Expresa como CSV de dos columnas, tarea y respuesta, los registros que van desde la línea que contiene "Can you find the cathedral dome?" hasta la línea que contiene "<point>735,188</point>", ambas incluidas. Pon una fila por registro, con su texto y su respuesta, cada uno en un único campo entre comillas y con los saltos de línea cambiados por espacios.

(Extractos de datos de anotación por puntos)
------------

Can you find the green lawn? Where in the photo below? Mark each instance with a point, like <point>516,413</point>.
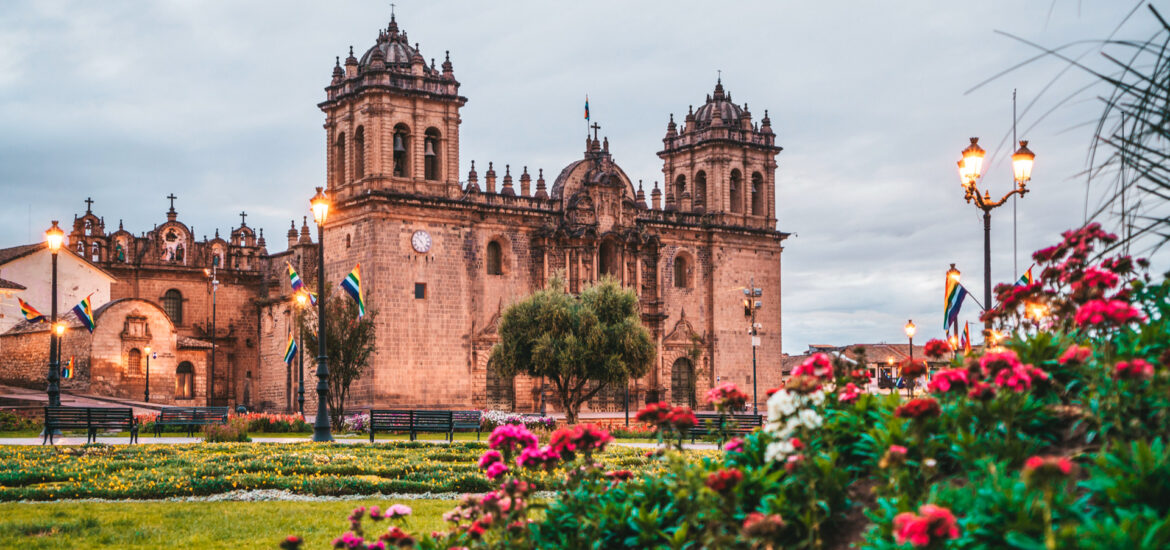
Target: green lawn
<point>192,524</point>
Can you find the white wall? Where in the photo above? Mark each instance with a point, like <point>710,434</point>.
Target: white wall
<point>76,279</point>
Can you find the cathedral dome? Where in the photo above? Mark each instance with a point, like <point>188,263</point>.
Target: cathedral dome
<point>720,103</point>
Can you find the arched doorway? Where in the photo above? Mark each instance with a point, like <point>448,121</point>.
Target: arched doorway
<point>682,383</point>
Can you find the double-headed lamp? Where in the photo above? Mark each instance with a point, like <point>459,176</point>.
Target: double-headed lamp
<point>54,236</point>
<point>319,204</point>
<point>1021,163</point>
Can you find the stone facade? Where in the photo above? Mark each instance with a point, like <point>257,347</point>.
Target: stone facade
<point>442,258</point>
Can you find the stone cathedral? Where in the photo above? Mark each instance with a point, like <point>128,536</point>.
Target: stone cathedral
<point>442,258</point>
<point>444,253</point>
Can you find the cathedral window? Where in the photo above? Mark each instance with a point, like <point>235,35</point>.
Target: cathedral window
<point>135,362</point>
<point>757,194</point>
<point>401,150</point>
<point>185,380</point>
<point>700,191</point>
<point>172,303</point>
<point>680,272</point>
<point>359,153</point>
<point>339,158</point>
<point>495,259</point>
<point>431,155</point>
<point>735,188</point>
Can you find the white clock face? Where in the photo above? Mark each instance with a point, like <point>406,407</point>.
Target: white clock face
<point>421,241</point>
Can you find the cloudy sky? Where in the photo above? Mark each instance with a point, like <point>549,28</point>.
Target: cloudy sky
<point>126,102</point>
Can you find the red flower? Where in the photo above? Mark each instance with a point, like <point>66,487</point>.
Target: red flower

------------

• Resultado final:
tarea,respuesta
"Can you find the cathedral dome? Where in the photo above? Mark each instance with a point, like <point>188,263</point>. Target: cathedral dome","<point>720,103</point>"
"Can you find the arched doorway? Where in the photo above? Mark each instance with a point, like <point>448,121</point>. Target: arched doorway","<point>682,383</point>"
"Can you find the double-headed lamp? Where in the photo above? Mark each instance with a point, like <point>459,176</point>. Target: double-headed lamp","<point>54,236</point> <point>319,204</point> <point>1021,163</point>"
"Can you find the stone facade? Where in the photo above? Mark each instance with a point, like <point>257,347</point>. Target: stone facade","<point>442,258</point>"
"Can you find the stone cathedral? Where in the photo above? Mark each instance with a point, like <point>128,536</point>. Target: stone cathedral","<point>442,258</point> <point>444,253</point>"
"Can you find the cathedral window? Where in the photo above? Mark each instance with a point, like <point>235,35</point>. Target: cathedral window","<point>135,362</point> <point>757,194</point> <point>401,150</point> <point>185,380</point> <point>700,191</point> <point>172,303</point> <point>680,272</point> <point>359,153</point> <point>339,158</point> <point>495,259</point> <point>431,155</point> <point>735,188</point>"